**Work to do**: Set down every entry again word for word, please, but skip the pictures.

**Dataset records**:
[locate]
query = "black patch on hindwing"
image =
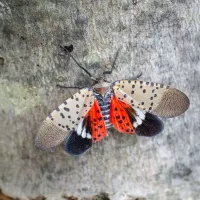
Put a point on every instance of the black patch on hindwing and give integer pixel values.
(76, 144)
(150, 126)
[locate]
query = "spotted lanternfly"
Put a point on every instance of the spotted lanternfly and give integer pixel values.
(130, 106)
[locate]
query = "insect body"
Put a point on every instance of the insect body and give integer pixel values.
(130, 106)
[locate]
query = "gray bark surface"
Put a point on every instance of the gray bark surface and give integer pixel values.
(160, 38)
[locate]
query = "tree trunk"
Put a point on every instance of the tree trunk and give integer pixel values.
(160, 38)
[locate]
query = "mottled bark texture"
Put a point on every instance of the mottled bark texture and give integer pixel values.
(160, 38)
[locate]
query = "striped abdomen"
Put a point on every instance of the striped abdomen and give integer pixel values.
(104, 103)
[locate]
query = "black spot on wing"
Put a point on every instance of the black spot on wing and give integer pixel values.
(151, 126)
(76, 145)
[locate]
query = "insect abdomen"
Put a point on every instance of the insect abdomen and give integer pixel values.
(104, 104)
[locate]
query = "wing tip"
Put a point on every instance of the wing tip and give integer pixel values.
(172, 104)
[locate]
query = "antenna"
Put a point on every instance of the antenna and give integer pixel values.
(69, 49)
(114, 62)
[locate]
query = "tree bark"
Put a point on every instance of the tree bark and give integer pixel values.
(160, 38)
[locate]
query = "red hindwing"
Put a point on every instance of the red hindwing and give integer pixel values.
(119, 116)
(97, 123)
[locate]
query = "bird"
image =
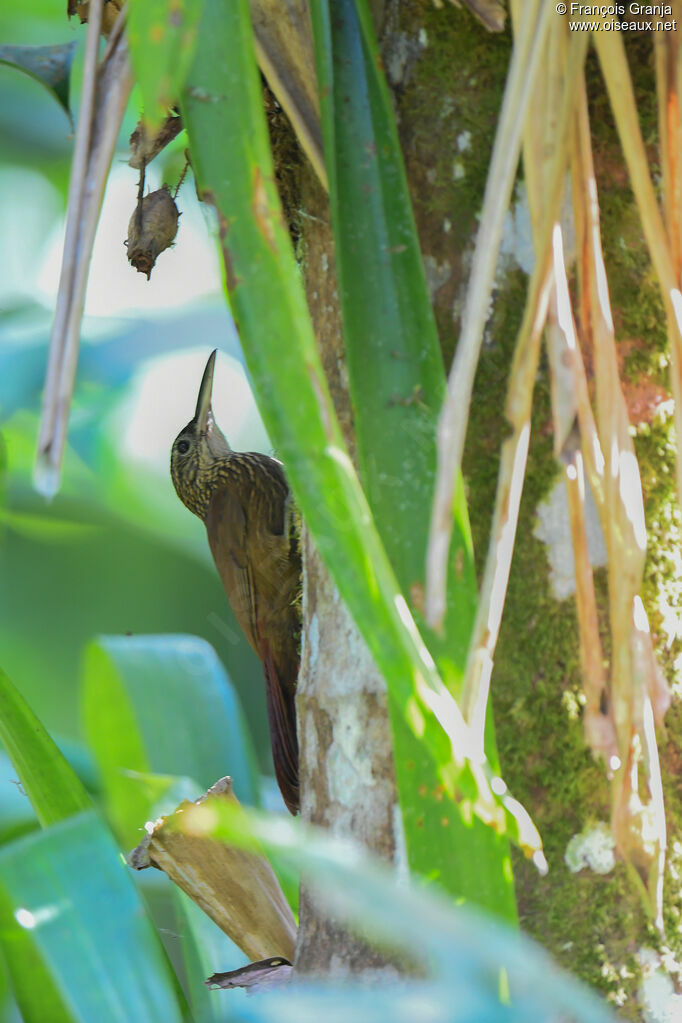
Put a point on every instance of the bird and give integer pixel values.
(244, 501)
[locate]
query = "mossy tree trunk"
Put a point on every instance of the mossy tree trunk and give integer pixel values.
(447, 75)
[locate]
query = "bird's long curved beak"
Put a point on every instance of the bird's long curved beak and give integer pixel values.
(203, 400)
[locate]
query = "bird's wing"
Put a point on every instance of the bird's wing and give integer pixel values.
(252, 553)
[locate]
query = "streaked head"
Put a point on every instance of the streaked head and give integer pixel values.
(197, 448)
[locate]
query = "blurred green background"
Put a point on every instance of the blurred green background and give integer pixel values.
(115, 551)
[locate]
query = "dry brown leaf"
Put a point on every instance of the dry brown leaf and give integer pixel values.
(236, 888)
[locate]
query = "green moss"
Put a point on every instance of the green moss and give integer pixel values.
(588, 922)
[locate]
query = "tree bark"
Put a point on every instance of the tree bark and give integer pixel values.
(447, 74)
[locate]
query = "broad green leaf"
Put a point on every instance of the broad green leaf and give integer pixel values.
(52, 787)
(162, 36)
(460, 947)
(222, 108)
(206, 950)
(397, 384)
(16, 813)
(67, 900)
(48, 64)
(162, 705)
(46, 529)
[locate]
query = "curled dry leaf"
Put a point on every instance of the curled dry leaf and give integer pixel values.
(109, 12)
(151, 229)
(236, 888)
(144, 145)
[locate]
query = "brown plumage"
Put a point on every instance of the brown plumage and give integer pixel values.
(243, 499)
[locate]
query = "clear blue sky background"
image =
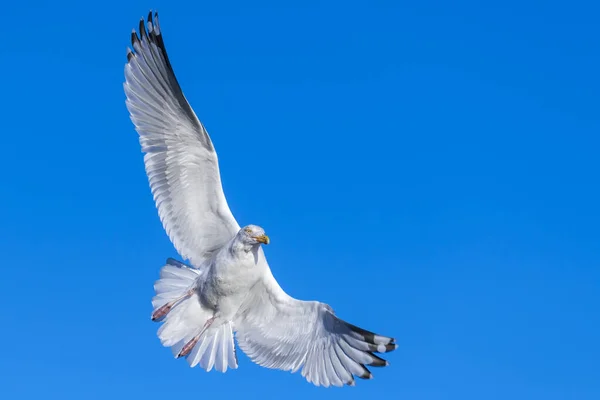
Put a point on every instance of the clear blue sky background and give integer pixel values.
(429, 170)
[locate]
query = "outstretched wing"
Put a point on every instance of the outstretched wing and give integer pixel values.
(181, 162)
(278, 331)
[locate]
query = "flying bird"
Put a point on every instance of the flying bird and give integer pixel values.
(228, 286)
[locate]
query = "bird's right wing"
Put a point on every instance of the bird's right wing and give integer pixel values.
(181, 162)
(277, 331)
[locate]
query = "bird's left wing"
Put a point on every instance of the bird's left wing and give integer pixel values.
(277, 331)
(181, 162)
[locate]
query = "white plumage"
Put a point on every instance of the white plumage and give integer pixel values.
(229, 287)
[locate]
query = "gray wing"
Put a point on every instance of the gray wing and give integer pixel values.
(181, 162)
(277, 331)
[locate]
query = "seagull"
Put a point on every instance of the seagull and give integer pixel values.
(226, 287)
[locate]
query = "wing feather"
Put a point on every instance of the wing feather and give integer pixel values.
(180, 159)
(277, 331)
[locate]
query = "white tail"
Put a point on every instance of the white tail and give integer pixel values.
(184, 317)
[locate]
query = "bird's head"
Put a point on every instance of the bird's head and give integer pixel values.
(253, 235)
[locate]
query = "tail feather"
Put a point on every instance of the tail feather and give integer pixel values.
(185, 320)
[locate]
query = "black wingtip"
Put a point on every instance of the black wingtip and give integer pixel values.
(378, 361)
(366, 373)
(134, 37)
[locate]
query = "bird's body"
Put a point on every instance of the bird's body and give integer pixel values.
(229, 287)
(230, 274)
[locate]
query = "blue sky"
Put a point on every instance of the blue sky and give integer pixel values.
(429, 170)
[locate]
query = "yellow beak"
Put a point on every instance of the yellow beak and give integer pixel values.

**Result for this exercise**:
[locate]
query = "black patch on hindwing"
image =
Put a point on every instance of the black patch on hindwing and give integer pixel values.
(76, 144)
(150, 126)
[locate]
query = "spotted lanternfly"
Put a point on every instance of the spotted lanternfly and give integer pixel values.
(130, 106)
[locate]
query = "insect body"
Put a point on every instance of the insect body and give integer pixel values.
(130, 106)
[locate]
query = "gray bark surface"
Put a point on every instance of the gray bark surface and give integer pixel values.
(160, 38)
[locate]
query = "tree trunk"
Put a point on every instance of the tree trunk and give integer pixel values.
(160, 38)
[locate]
query = "mottled bark texture"
Put a point on every instance of the mottled bark texture and give integer pixel values.
(160, 38)
[locate]
query = "striped abdomen"
Put a point on every instance of the striped abdomen and give integer pixel values.
(104, 103)
[locate]
query = "black spot on wing"
Put a point on every instance of the black spot on wing and give integer pixel values.
(151, 126)
(76, 145)
[locate]
query = "insect abdomen"
Put a point on every instance of the insect abdomen and give integer pixel values.
(104, 104)
[locate]
query = "wing tip"
Put a point on every instance of the wing tip and give integer pixel values.
(172, 104)
[locate]
query = "antenna"
Put a point on every instance of the antenna and give integer pixel values.
(69, 49)
(114, 62)
[locate]
query = "tree bark"
Put a point on every instance of the tree bark and give integer pixel values.
(160, 38)
[locate]
query = "red hindwing"
Put a point on every instance of the red hindwing and give integer pixel values.
(119, 116)
(97, 123)
[locate]
query = "bird"
image =
Put a point on every instance of the bird and give integer pixel values.
(244, 501)
[locate]
query = "mossy tree trunk"
Put a point on every instance of the mossy tree trunk and give integer pixel values.
(447, 75)
[locate]
query = "bird's long curved beak"
Put a point on every instance of the bird's long curved beak and give integer pixel values.
(203, 400)
[locate]
query = "bird's wing"
Put a point on every instance of the bird's wing and give integer pixel values.
(252, 553)
[locate]
query = "streaked head"
Put a point on every instance of the streaked head and give integer pixel values.
(197, 448)
[locate]
query = "blurred green background"
Put a point on every instance of the blurred green background and give integer pixel values.
(115, 551)
[locate]
query = "dry brown leaf"
Put a point on every instance of the dry brown leaf and give integer pixel values.
(236, 888)
[locate]
query = "green moss"
Put a point on every instance of the green moss and give integer pixel values.
(588, 922)
[locate]
query = "tree bark"
Put a point on every instance of the tree bark and give integer pixel values.
(447, 74)
[locate]
query = "broad green leaf"
Put a point on every instance of the broad green leaf and give integer pixel values.
(52, 787)
(162, 36)
(460, 947)
(222, 108)
(206, 950)
(397, 384)
(16, 813)
(67, 900)
(48, 64)
(162, 705)
(46, 529)
[locate]
query = "curled dry leaf"
Put a point on every instance of the curled dry leaf and give integer pixel values.
(109, 12)
(151, 229)
(236, 888)
(144, 145)
[locate]
query = "brown plumage"
Put a point on every instance of the brown plumage and give integer pixel values.
(243, 499)
[locate]
query = "clear blue sky background"
image =
Put a point on every instance of the clear blue sky background and give integer pixel values.
(429, 170)
[locate]
query = "outstretched wing"
Put a point on every instance of the outstretched wing and give integer pixel values.
(181, 162)
(278, 331)
[locate]
query = "flying bird"
Put a point on every instance of the flying bird and give integer pixel values.
(228, 286)
[locate]
query = "bird's right wing"
Put a point on every instance of the bird's right wing and give integer pixel values.
(181, 162)
(277, 331)
[locate]
query = "bird's left wing"
Put a point on every instance of the bird's left wing and give integer pixel values.
(277, 331)
(181, 162)
[locate]
query = "white plumage"
Put a point on every instance of the white plumage and give integer pixel values.
(229, 287)
[locate]
query = "gray wing"
Put a point on every instance of the gray wing and give integer pixel values.
(181, 162)
(277, 331)
[locate]
query = "seagull"
Put a point on every instance of the seagull and give integer pixel values.
(226, 287)
[locate]
query = "wing feather"
Put a point on every instance of the wing feather and give integer pixel values.
(180, 159)
(277, 331)
[locate]
query = "white tail"
Put a point on every instance of the white tail and give integer pixel values.
(184, 317)
[locate]
query = "bird's head"
Put a point on every instance of the bird's head and give integer pixel values.
(253, 235)
[locate]
query = "tail feather"
Put a point on every instance of the tail feather and give integer pixel values.
(185, 320)
[locate]
query = "black wingtip"
Put a point on every instance of the black wingtip and give integer pixel values.
(378, 361)
(366, 373)
(134, 37)
[locate]
query = "bird's body"
Put a point on every instance of the bird's body and give integer pixel values.
(229, 287)
(230, 274)
[locate]
query = "blue sky"
Put a point on every instance of the blue sky and give integer pixel values.
(429, 170)
[locate]
query = "yellow beak"
Put a point on every instance of the yellow beak and give integer pixel values.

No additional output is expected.